**TASK TO COMPLETE**: Below are records to be copied exactly; their pictures are to be omitted.

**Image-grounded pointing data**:
------------------------------

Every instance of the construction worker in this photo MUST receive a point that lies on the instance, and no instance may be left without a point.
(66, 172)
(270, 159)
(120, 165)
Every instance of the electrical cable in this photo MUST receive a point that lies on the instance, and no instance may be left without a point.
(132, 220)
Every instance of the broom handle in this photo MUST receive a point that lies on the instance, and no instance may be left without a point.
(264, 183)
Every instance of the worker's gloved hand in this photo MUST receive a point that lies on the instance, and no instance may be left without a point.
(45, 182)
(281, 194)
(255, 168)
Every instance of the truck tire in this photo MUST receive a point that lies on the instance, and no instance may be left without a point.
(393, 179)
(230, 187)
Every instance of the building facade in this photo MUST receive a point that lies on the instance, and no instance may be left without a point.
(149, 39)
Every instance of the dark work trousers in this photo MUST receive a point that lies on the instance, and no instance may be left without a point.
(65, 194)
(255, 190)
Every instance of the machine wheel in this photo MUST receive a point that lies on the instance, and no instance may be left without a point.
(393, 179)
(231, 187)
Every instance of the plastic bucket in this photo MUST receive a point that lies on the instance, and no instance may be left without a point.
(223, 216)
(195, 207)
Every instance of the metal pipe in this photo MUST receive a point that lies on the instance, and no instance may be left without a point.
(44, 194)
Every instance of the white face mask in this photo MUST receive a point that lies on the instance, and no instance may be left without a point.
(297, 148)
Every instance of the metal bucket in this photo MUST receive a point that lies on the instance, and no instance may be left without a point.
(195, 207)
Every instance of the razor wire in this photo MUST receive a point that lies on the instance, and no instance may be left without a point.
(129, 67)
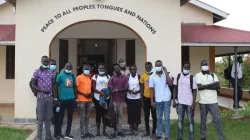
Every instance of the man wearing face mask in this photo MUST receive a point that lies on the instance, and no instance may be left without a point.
(185, 85)
(208, 84)
(159, 83)
(42, 83)
(146, 100)
(84, 95)
(239, 76)
(66, 82)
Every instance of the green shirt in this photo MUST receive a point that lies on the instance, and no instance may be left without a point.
(67, 84)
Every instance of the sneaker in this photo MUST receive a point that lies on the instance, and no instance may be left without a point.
(69, 137)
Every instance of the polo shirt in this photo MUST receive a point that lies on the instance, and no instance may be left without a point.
(185, 94)
(207, 96)
(159, 83)
(83, 84)
(67, 83)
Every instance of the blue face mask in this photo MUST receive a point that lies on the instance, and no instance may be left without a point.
(158, 69)
(45, 66)
(52, 67)
(68, 71)
(185, 71)
(101, 72)
(86, 72)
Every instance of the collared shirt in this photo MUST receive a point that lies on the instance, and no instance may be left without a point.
(84, 85)
(118, 82)
(185, 94)
(239, 71)
(207, 96)
(159, 83)
(44, 80)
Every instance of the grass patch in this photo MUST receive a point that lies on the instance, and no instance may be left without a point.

------------------------------

**RESPONSE TO THIS EXERCISE**:
Every instance of the construction worker in this photo MUST receive a point that lies on the instance, and no instance may be left without a point.
(66, 172)
(270, 159)
(120, 165)
Every instance of the electrical cable in this photo MUST receive a point that lies on the instance, and no instance may be left without a point.
(132, 220)
Every instance of the broom handle in this photo MUST receive a point that lies on the instance, and no instance may be left without a point.
(264, 183)
Every instance of the worker's gloved hand in this photo MUST receive a point that lies on the instance, and no instance may be left without a point.
(45, 182)
(281, 194)
(255, 168)
Every instance of the truck tire in this photo MUST receive a point that lies on the instance, and no instance may be left without a point.
(393, 179)
(230, 187)
Every instance of the building facade in this photo MUST receive a point that lies on the instance, and no instance may be left without a point.
(149, 39)
Every instance of the dark work trousers in this photo MUST receive a point that lies on the instance, and no instance may be left without a point.
(65, 194)
(255, 190)
Every instance of the machine wheel in this photo MUST receive a point that lies on the instance, and no instance may be left without a point.
(393, 179)
(231, 187)
Every instance of the plastic bucket in this photo MUST receive a point that lies on the instance, and no instance may be left without a point.
(223, 216)
(195, 207)
Every instance of the metal pipe in this photo MUST receive a point that lies on the instance, and no instance may be left without a point.
(44, 194)
Every instance of the white face mask in this photo MUST receive a point that lies on the instance, and no instance may be left without a point.
(297, 148)
Every instance of the metal bucket in this photo MUST receive a point that lies on the instance, and no instance may be left without a point.
(195, 207)
Every instance of the razor wire in this photo MUST receive a point that lies on the instance, and no instance may be left without a point.
(129, 67)
Every instance of the man wearing face mask in this photo MUST receive a point that lies on the instance, and no instance may be left without a point.
(185, 85)
(208, 84)
(159, 83)
(42, 83)
(146, 100)
(84, 95)
(239, 76)
(66, 82)
Every instance of the green shirt in this photo MUST receive a point that lies on the instance, and no instance may be left without a point.
(67, 84)
Every instance of the sneaker in this photo MUST receive a point that lies on the instance, and no instance may be left without a point.
(69, 137)
Every instance of the polo shirt in this photo MUST receive a point that lies on the instance, and no instance may be left without a point.
(185, 94)
(207, 96)
(159, 83)
(83, 84)
(67, 83)
Every instance of the blue face mask in this photo MUST receive a point that lies on the instance, and no instance may be left without a point.
(158, 69)
(45, 66)
(52, 67)
(68, 71)
(185, 71)
(101, 72)
(86, 72)
Every instance of the collared shirt in this photo MUST receive a point that lies on the instance, and no instance may be left without a point.
(84, 85)
(118, 82)
(185, 94)
(239, 71)
(207, 96)
(159, 83)
(44, 80)
Every instance of the grass patch in this photo MUST receive a point that lies on the instance, and no instance may be left without a point.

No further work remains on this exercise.